• What the exercise asks
Drop all images. Then write out each line below exactly as given.

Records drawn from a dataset

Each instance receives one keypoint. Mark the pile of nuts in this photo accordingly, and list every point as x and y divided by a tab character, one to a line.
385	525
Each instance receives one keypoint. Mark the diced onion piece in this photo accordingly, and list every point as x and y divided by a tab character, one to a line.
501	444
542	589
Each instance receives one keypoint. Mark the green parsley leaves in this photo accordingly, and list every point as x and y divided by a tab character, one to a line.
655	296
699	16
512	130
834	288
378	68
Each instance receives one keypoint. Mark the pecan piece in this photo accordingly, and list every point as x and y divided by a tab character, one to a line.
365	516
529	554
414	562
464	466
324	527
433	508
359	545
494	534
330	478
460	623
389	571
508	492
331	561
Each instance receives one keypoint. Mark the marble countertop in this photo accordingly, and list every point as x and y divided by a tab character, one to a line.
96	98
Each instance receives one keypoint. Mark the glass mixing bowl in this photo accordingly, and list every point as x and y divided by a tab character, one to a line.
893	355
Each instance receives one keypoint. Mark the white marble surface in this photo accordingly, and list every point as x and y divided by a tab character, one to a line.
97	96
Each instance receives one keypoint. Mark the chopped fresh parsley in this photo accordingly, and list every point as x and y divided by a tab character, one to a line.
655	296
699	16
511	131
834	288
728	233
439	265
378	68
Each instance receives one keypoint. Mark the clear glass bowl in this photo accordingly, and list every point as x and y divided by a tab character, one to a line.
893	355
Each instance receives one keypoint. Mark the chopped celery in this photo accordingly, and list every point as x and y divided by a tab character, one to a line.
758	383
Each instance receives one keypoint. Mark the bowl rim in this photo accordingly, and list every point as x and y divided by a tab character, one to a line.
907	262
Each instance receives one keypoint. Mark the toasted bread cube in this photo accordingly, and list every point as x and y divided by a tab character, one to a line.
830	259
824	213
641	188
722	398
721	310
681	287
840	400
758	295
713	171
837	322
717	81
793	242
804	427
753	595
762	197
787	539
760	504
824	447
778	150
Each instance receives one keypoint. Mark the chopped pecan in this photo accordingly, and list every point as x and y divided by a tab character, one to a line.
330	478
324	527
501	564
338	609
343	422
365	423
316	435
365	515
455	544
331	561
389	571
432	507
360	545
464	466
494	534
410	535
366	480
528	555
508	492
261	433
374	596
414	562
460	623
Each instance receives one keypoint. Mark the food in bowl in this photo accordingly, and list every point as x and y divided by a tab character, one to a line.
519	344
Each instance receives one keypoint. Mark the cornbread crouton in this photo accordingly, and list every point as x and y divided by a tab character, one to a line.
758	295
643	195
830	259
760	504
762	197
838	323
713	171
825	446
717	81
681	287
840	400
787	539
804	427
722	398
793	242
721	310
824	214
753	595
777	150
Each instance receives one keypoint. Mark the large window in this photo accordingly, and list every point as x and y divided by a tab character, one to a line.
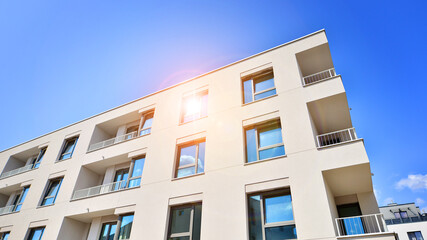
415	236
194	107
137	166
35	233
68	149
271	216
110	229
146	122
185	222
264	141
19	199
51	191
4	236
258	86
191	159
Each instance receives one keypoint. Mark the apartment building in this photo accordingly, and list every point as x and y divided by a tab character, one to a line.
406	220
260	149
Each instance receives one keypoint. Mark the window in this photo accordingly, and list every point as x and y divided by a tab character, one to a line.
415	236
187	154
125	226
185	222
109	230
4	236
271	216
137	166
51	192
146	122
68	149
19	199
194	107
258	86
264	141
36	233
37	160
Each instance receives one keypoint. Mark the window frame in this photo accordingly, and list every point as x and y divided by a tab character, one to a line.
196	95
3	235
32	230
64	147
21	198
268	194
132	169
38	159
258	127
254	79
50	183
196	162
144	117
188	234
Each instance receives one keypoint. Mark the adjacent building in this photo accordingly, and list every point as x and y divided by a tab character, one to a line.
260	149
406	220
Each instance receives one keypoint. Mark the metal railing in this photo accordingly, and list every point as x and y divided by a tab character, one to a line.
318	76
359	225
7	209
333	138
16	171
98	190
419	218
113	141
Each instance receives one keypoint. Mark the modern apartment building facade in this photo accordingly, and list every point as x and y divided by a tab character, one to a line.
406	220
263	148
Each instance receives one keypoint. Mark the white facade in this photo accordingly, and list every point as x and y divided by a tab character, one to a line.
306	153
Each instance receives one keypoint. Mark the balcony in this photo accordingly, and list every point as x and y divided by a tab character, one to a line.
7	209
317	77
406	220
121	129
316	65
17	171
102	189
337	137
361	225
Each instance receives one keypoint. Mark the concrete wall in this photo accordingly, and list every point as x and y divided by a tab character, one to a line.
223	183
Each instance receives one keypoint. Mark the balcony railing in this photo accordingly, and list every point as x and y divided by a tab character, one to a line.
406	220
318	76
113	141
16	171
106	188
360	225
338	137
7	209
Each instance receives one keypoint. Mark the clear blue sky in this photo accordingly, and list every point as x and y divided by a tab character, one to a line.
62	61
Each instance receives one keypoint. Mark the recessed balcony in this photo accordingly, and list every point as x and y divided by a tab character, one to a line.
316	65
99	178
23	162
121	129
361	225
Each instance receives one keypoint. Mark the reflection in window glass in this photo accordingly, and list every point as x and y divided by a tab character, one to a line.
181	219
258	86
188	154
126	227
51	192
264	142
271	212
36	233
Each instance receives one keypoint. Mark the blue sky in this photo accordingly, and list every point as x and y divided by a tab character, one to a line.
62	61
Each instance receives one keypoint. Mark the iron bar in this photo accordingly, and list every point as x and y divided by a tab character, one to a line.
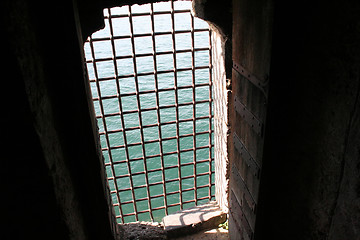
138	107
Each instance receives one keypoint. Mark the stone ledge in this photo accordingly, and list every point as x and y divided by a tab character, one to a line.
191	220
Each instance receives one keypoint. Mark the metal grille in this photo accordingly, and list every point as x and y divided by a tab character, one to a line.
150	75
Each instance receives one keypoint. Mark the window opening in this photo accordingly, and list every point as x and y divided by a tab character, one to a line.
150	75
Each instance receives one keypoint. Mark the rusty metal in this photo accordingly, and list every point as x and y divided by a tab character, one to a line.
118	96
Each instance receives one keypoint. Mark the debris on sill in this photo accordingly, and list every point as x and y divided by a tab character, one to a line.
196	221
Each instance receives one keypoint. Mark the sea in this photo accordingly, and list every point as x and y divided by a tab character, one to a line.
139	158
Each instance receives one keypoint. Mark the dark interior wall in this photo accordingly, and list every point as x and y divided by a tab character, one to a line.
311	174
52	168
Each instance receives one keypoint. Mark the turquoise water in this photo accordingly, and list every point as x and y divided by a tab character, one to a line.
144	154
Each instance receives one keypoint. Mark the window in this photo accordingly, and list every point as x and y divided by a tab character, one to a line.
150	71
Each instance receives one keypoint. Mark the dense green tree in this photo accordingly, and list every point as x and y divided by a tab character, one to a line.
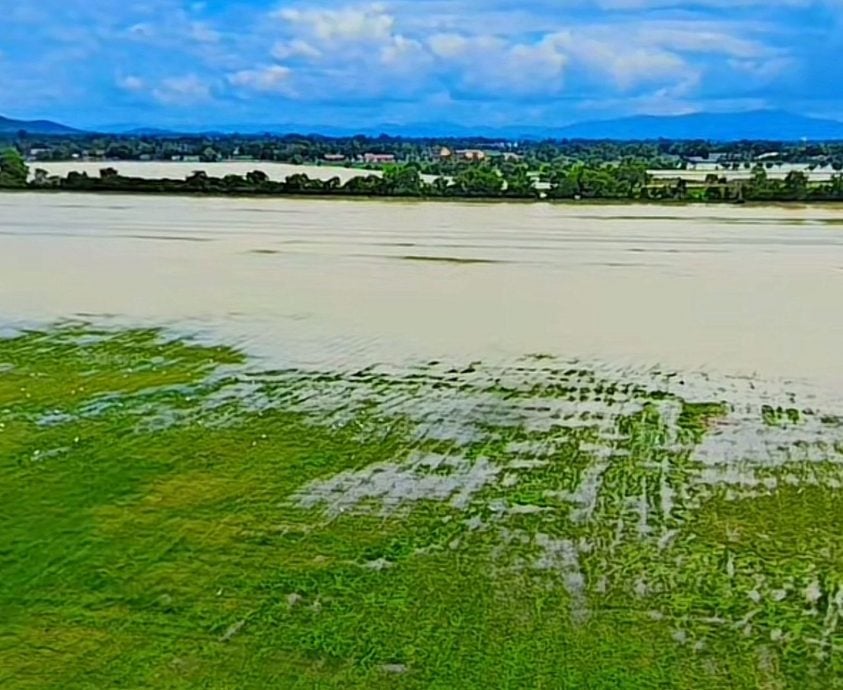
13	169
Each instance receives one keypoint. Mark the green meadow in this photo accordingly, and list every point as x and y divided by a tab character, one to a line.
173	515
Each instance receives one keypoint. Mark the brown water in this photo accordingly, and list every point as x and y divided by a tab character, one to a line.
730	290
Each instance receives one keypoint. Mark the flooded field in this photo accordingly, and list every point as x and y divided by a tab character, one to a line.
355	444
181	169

• Written response
Each instance receives one keypoint. Mark the pile of nuts in this photo accordingly, and list every point as x and y divided by a tab character, one to a line.
385	525
Each instance receives one keypoint. Mark the diced onion piece in this photo accordingly, and list every point as x and y divided by a tab character, one to a line.
501	444
542	589
Each instance receives one keypoint. Mark the green parsley leaves in this photo accordingly, and list every point as x and y divided by a tab character, one to a line.
655	296
699	16
512	130
834	288
378	68
Each instance receives one keypoint. Mark the pecan piece in this photo accordingly, and list every point as x and y divided by a tab character, one to a line.
365	516
529	554
414	562
464	466
324	527
433	508
359	545
494	534
330	478
460	623
389	571
508	492
331	561
Each instance receives one keypoint. Mark the marble countertop in this photo accordingly, and list every point as x and y divided by a tab character, one to a line.
96	98
Each instance receives one keypoint. Mark the glass mixing bowl in this photo accordingly, and list every point as x and y divided by a tab character, one to a line.
893	355
Each instance receives one keypoint. Mark the white marble surface in this photo accordingly, and list every point as x and y divided by a tab character, one to a line.
97	96
Each instance receives one keypoint. Mark the chopped fresh parsley in this photo accordingly, and list every point as x and y divided by a tab character, one to a line.
655	296
699	16
511	131
834	288
728	233
439	265
378	68
Each instance receives one keypoint. Mark the clear glass bowl in this photo accordingly, and list every point as x and y divided by a tab character, one to a line.
893	355
Each instance receives one keypoint. Mark the chopped celery in this photo accordingly, and list every point as x and y divided by a tab character, one to a line.
758	383
Each instance receives one keypoint. Mark the bowl rim in this photo accordingly, and list every point as x and y divided by a tab character, one to a line.
907	262
Each instance receives one keypoint. Mark the toasted bread cube in this photo accordingly, and list every point as x and y divided by a tab character, one to a line.
830	259
824	213
641	188
722	398
721	310
681	287
840	400
758	295
713	171
837	322
717	81
793	242
804	427
753	595
762	197
787	539
760	504
824	447
778	150
Each instance receives one keypoint. Mark the chopped pecan in this photo accordingly, and list every point as x and y divided by a tab character, one to a line.
330	478
324	527
501	564
338	609
343	422
365	423
316	435
365	515
455	544
331	561
389	571
432	507
360	545
464	466
494	534
410	535
366	480
528	555
508	492
261	433
374	596
414	562
460	623
Each instance receives one keypoint. Mark the food in bowl in this photo accordingly, and list every point as x and y divided by a tab character, one to a line.
519	344
Each instance receives one keypoint. Mark the cornbread crouton in this photo accordingly, and list every point as x and y divided by a tab character, one to a line.
758	295
643	195
830	259
760	504
762	197
838	323
713	171
825	446
717	81
681	287
840	400
787	539
804	427
722	398
793	242
721	310
824	214
753	595
777	150
Each instance receives one keypoint. Mark the large window in this photo accordingly, and list every point as x and y divided by a tab character, one to a line.
415	236
194	107
137	166
35	233
68	149
271	216
110	229
146	122
185	222
264	141
19	199
51	191
4	236
258	86
191	159
Each instance receives one keypoint. Mark the apartment building in this photo accordingly, and list every point as x and y divided by a tab character, one to a line.
406	220
260	149
Each instance receives one keypoint. Mark the window in this photo accordingly, and list every point as x and y divided by a tab character, one to a line.
415	236
187	154
125	226
185	222
109	230
4	236
271	216
137	166
51	192
146	122
68	149
19	199
194	107
258	86
264	141
36	233
37	160
Each instance receives one keypoint. Mark the window frame in this photo accordingly, and list every point as x and y divided by a tab character, one to a line.
196	95
3	235
32	230
64	147
21	198
268	194
132	169
38	159
258	127
254	79
50	183
196	162
144	117
188	234
Each instance receives one keypoint. Mark the adjacent building in this photo accordingly, and list every point as x and y divided by a tab character, one to a line.
260	149
406	220
Each instance receives one keypoint. Mark the metal railing in this photo accordingly, and list every point as x and y divided by a tab character, one to a line.
318	76
359	225
7	209
333	138
16	171
98	190
419	218
113	141
Each instance receives one keypoint. Mark the modern apartment building facade in this photo accordingly, and list every point as x and y divided by a tab character, one to a line.
406	220
263	148
Each instance receives one keypoint. Mark the white facade in this photo accordingly, and list every point as x and y divided by a tab character, one to a line.
306	153
Each instance receives one keypoint. Mark the balcony in this photo accordingly, and list every point as x and y divided by a tab character, one to a line.
7	209
317	77
406	220
121	129
316	65
17	171
102	189
337	137
361	225
Each instance receives one keypoint. Mark the concrete wall in this photo accordingly, and list every point as x and y divided by a tab character, one to a line.
223	183
Each instance receives one keypoint. Mark the balcony railing in this photo accordingly, and list every point as x and y divided by a tab character, one to a line.
406	220
318	76
113	141
16	171
106	188
360	225
338	137
7	209
Each instance receives one keypoint. Mark the clear blue sky in this photo accordingly, and list every point as x and y divided by a tab character, one to a line.
62	61
Each instance receives one keypoint. Mark the recessed balcony in this photo accordingly, and list every point as x and y divided by a tab character, one to a line.
316	65
99	178
23	162
121	129
361	225
Each instance receives one keypoint. Mark the reflection in window glass in this photo accordingly, and list every point as x and y divided by a tab character, one to a line.
181	219
258	86
188	154
126	227
51	192
264	142
271	212
36	233
Each instance receives one keypoint. Mark the blue sky in this photo accordingly, and list every point as x and y divided by a tab character, one to a line.
62	61
Each instance receives one keypoint. Mark the iron bar in this photo accordingly, and list every point as x and y divided by a tab character, one to a line.
138	107
Each instance receives one keypoint. Mark the stone ledge in this photo accordingly, and list every point as x and y divided by a tab character, one to a line.
191	220
Each instance receives one keypoint. Mark the metal grille in this photo accordingly, and list every point as x and y divided by a tab character, one to a line.
150	75
Each instance receives one keypoint. Mark the window opening in this photo accordingly, and list every point as x and y divided by a tab character, one to a line.
150	75
Each instance receives one keypoint. Mark the rusty metal in this photo accordingly, and list every point as x and y divided by a tab character, one to a line.
118	96
Each instance receives one keypoint. Mark the debris on sill in this photo accordingly, and list every point as x and y divided by a tab character, one to a line.
196	221
Each instance receives one keypoint. Mark the sea in this photo accordingly, and list every point as x and y divided by a tab character, one to a line.
139	158
Each instance receives one keypoint. Mark the dark interior wall in this photo accordingly, and list every point as x and y divided by a tab character, one to a line.
311	174
52	168
Each instance receives one keypoint. Mark the turquoise water in this photo accordingly, and list every point as x and y divided by a tab character, one to a line.
144	154
Each instance receives one keypoint. Mark the window in this photo accordingly, and list every point as x and y divided by a tab character, one to a line.
150	71
Each instance receives one keypoint. Mark the dense green tree in this photo accordingly, and list every point as x and y divided by a tab character, one to a line.
13	169
Each instance receives one keypoint. Mark the green meadow in this photo accordingly, and list every point as x and y divided by a tab character, one to a line.
173	515
Each instance receives one keypoint. Mark the brown water in this photo accordingly, and list every point as x and y divided by a tab character, one to a line.
730	290
Each instance receives one keypoint. Mark the flooded field in this photo accordingly, and list every point as x and y divided by a tab character, one to a line.
355	444
181	169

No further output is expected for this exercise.